● **Exercise text**
Dreaming

There must a word for it. Every once in a while I run across an argument that if we implement some extreme form of some program or other that all sorts of benefits would flow from it. That’s frequently the argument that anarcho-capitalists make. If we just get rid of all laws and government other than what’s necessary to enforce contracts, think how great it would be!

Most recently I’ve heard the same sort of claims made about drug legalization. We need to end the “War on Drugs” (by which they mean the legalization of all Schedule 1 drugs). Think of all the resources that won’t be squandered on police and prisons and all of the people who won’t be encarcerated!

The problem with all of these utopian plans is that only when the most extreme version is implemented will the benefits accrue. Take the case of ending the “War on Drugs”. There is no prospect whatever that all Schedule 1 drugs will be legalized and with anything less than that there will still be a war on drugs. Drug dealers will continue to be sentenced to prison terms and police will still be needed to enforce the laws.

As a matter of social policy I think we should legalize the possession and personal use of marijuana to bring the law into line with what’s actually happening in the country. Resign ourselves to reality. However, it should be recognized that even in states where marijuana has been legalized it continues to be illegal to give or sell it to minors (widely considered the bulk of the market).

Ironically, that would just be bringing the laws on marijuana into line with the laws on alcohol during Prohibition. Personal use and possession of alcohol was never illegal and individuals were allowed to make beer and wine for their and their family’s use.

6 comments… add one
  • TastyBits Link

    The War on Drugs did not make drugs illegal. It made them a way to make money for many police departments and cities. Civil forfeiture, federal grants, military surplus, etc. are all based upon drug arrests, and a bigger drug problem increases the revenue.

    The truth is that many people who want to legalize drugs as a solution to the problems in poor black areas just want to keep poor black people out of their area.

  • The War on Drugs did not make drugs illegal.

● **Task list**
• 1. Answer these questions from the text on drug legalization:
(a) Even in states where marijuana has been legalized, what remains illegal?
(b) During Prohibition, what did the text say was never illegal?
(c) In the first comment, which things are said to be based upon drug arrests?
• 2. Resume the text on drug legalization, continuing the second comment after its opening sentence.

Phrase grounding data
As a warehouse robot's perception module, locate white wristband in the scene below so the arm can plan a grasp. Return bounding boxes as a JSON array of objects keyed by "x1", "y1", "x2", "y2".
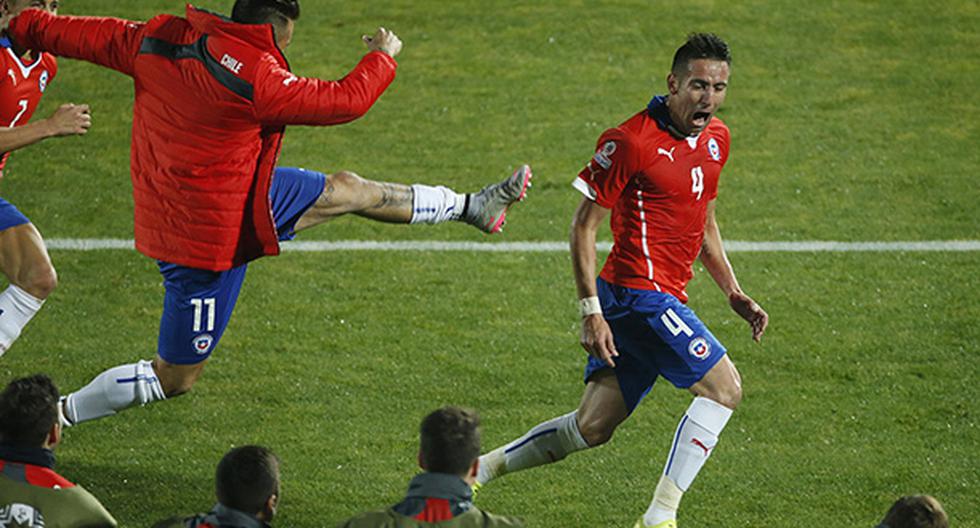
[{"x1": 578, "y1": 295, "x2": 602, "y2": 318}]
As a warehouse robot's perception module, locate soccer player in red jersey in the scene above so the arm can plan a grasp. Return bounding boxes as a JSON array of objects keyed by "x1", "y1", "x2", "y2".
[
  {"x1": 8, "y1": 0, "x2": 531, "y2": 424},
  {"x1": 0, "y1": 0, "x2": 92, "y2": 356},
  {"x1": 478, "y1": 33, "x2": 769, "y2": 528}
]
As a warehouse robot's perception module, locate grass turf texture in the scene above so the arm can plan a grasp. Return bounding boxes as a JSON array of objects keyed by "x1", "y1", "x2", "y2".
[{"x1": 0, "y1": 0, "x2": 980, "y2": 527}]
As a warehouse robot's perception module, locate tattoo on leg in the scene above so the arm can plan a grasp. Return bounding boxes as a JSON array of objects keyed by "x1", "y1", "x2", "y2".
[{"x1": 371, "y1": 183, "x2": 412, "y2": 209}]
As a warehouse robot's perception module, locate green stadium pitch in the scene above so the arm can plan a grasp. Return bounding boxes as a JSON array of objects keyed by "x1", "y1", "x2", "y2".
[{"x1": 0, "y1": 0, "x2": 980, "y2": 528}]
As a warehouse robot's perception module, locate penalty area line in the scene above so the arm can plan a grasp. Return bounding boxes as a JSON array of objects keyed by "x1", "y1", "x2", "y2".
[{"x1": 45, "y1": 238, "x2": 980, "y2": 253}]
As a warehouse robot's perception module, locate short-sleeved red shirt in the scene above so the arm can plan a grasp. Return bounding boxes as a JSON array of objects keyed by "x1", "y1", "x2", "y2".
[
  {"x1": 0, "y1": 38, "x2": 58, "y2": 175},
  {"x1": 573, "y1": 98, "x2": 730, "y2": 302}
]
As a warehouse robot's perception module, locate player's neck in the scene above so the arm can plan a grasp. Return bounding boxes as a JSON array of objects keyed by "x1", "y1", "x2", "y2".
[
  {"x1": 664, "y1": 95, "x2": 691, "y2": 139},
  {"x1": 3, "y1": 31, "x2": 34, "y2": 64}
]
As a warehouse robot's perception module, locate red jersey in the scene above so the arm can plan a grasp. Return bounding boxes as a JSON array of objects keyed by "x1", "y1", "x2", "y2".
[
  {"x1": 573, "y1": 97, "x2": 730, "y2": 302},
  {"x1": 7, "y1": 5, "x2": 397, "y2": 271},
  {"x1": 0, "y1": 37, "x2": 58, "y2": 177}
]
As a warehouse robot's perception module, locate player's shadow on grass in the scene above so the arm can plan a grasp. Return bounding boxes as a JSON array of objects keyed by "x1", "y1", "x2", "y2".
[{"x1": 58, "y1": 460, "x2": 215, "y2": 526}]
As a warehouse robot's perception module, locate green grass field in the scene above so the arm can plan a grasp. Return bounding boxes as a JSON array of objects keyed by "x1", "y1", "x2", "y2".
[{"x1": 0, "y1": 0, "x2": 980, "y2": 528}]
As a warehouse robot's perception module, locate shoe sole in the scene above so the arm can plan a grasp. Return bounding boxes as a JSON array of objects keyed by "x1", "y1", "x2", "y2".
[{"x1": 487, "y1": 165, "x2": 534, "y2": 235}]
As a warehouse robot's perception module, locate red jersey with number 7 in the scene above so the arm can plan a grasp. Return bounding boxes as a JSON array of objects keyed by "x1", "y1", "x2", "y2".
[
  {"x1": 573, "y1": 97, "x2": 730, "y2": 302},
  {"x1": 0, "y1": 37, "x2": 58, "y2": 178}
]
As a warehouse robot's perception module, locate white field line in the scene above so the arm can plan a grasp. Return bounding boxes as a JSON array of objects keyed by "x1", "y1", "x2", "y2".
[{"x1": 45, "y1": 238, "x2": 980, "y2": 253}]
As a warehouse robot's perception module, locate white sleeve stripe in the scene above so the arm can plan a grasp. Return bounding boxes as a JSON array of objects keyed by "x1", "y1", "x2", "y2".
[{"x1": 572, "y1": 178, "x2": 596, "y2": 202}]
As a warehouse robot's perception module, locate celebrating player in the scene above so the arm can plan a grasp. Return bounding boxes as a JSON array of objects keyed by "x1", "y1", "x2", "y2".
[
  {"x1": 0, "y1": 0, "x2": 92, "y2": 356},
  {"x1": 3, "y1": 0, "x2": 531, "y2": 423},
  {"x1": 478, "y1": 34, "x2": 769, "y2": 528}
]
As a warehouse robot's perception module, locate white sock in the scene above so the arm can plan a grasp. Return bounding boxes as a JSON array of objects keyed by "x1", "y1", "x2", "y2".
[
  {"x1": 411, "y1": 185, "x2": 466, "y2": 224},
  {"x1": 0, "y1": 284, "x2": 44, "y2": 356},
  {"x1": 64, "y1": 360, "x2": 167, "y2": 424},
  {"x1": 643, "y1": 396, "x2": 732, "y2": 526},
  {"x1": 476, "y1": 411, "x2": 589, "y2": 484}
]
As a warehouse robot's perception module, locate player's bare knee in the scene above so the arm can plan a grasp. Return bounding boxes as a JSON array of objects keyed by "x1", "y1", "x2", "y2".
[
  {"x1": 160, "y1": 378, "x2": 194, "y2": 398},
  {"x1": 324, "y1": 170, "x2": 370, "y2": 211},
  {"x1": 24, "y1": 264, "x2": 58, "y2": 299},
  {"x1": 578, "y1": 419, "x2": 616, "y2": 447},
  {"x1": 153, "y1": 360, "x2": 200, "y2": 398}
]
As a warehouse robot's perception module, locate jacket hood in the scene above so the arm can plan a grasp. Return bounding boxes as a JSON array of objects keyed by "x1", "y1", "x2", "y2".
[{"x1": 186, "y1": 4, "x2": 288, "y2": 64}]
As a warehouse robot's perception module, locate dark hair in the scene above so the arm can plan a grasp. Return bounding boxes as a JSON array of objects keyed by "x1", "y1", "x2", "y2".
[
  {"x1": 419, "y1": 406, "x2": 480, "y2": 475},
  {"x1": 670, "y1": 33, "x2": 732, "y2": 76},
  {"x1": 214, "y1": 446, "x2": 279, "y2": 514},
  {"x1": 231, "y1": 0, "x2": 299, "y2": 24},
  {"x1": 881, "y1": 495, "x2": 949, "y2": 528},
  {"x1": 0, "y1": 374, "x2": 59, "y2": 447}
]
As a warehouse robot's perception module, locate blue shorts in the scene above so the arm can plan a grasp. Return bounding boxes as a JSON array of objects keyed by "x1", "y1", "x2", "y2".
[
  {"x1": 157, "y1": 168, "x2": 326, "y2": 365},
  {"x1": 585, "y1": 278, "x2": 725, "y2": 413},
  {"x1": 0, "y1": 198, "x2": 31, "y2": 231}
]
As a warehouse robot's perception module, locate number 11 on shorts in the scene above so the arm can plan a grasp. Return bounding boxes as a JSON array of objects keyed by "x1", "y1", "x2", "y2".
[{"x1": 191, "y1": 297, "x2": 214, "y2": 332}]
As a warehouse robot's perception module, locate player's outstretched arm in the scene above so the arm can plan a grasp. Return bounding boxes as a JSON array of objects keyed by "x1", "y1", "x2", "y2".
[
  {"x1": 254, "y1": 28, "x2": 402, "y2": 126},
  {"x1": 700, "y1": 200, "x2": 769, "y2": 341},
  {"x1": 0, "y1": 103, "x2": 92, "y2": 152},
  {"x1": 570, "y1": 198, "x2": 619, "y2": 367}
]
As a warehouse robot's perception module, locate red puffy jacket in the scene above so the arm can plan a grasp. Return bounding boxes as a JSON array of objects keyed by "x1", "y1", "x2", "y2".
[{"x1": 8, "y1": 5, "x2": 396, "y2": 271}]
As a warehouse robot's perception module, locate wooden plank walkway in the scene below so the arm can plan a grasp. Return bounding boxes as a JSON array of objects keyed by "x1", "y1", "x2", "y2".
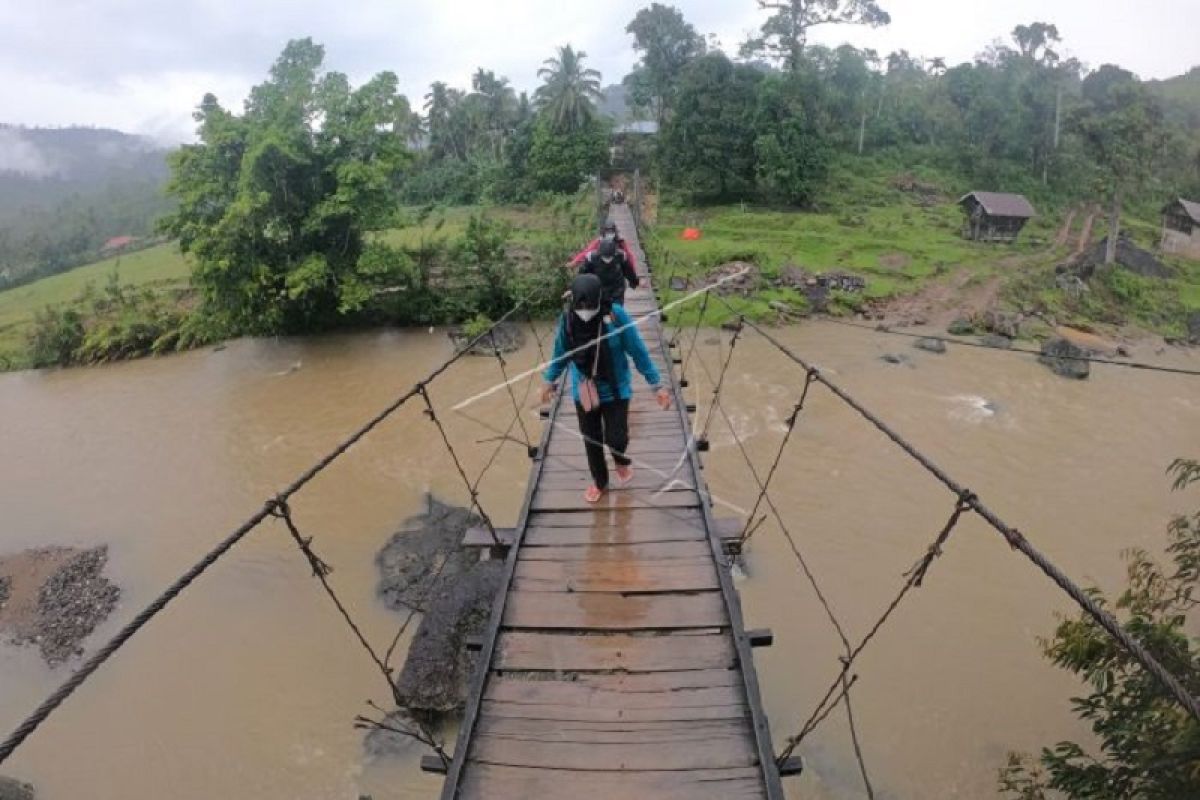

● **Expected outputs**
• 1.
(a) Giving or selling marijuana to minors.
(b) Personal use and possession of alcohol.
(c) Civil forfeiture, federal grants and military surplus.

• 2.
    You’re right. They had been illegal for the better part of a century when the “War on Drugs” started. The reason the “War on Drugs” was begun was because there was a real problem that was beginning to affect middle class neighborhoods. It may be that it has been continued for the reasons you cite.

  • PD Shaw Link

    It’s the Nirvana fallacy: “The view that now pervades much public policy economics implicitly presents the relevant choice as between an ideal norm and an existing “imperfect” institutional arrangement. This nirvana approach differs considerably from a comparative institution approach in which the relevant choice is between alternative real institutional arrangements.” (Harold Demsetz)

    Current drug laws are creating substantial problems, so we should get rid of all drug laws. People would no longer commit crimes, we would have all of this money from taxing drugs to the heavens, taxpayors will gladly give financial support for victims of addiction, and young children will no longer look to gangs as a way of life, but start up new businesses in underprivileged communities.

  • That sounds right, PD. Thanks.

    In this particular instance it’s also coupled with the claim that “Prohibition didn’t work”. Prohibition worked unless you think that its objective was to eliminate any consumption of alcohol which an informed reading of the statute would clear up immediately.

    That Prohibition brought with it unforeseen secondary effects that were worse than the ill it was intended to solve is a reasonable argument. That it didn’t work is not.

  • sam Link

    “individuals were allowed to make beer and wine for their and their family’s use”

    Still are, if I’m not mistaken. Two hundred gallons a year — this is the fed law, but state law may control.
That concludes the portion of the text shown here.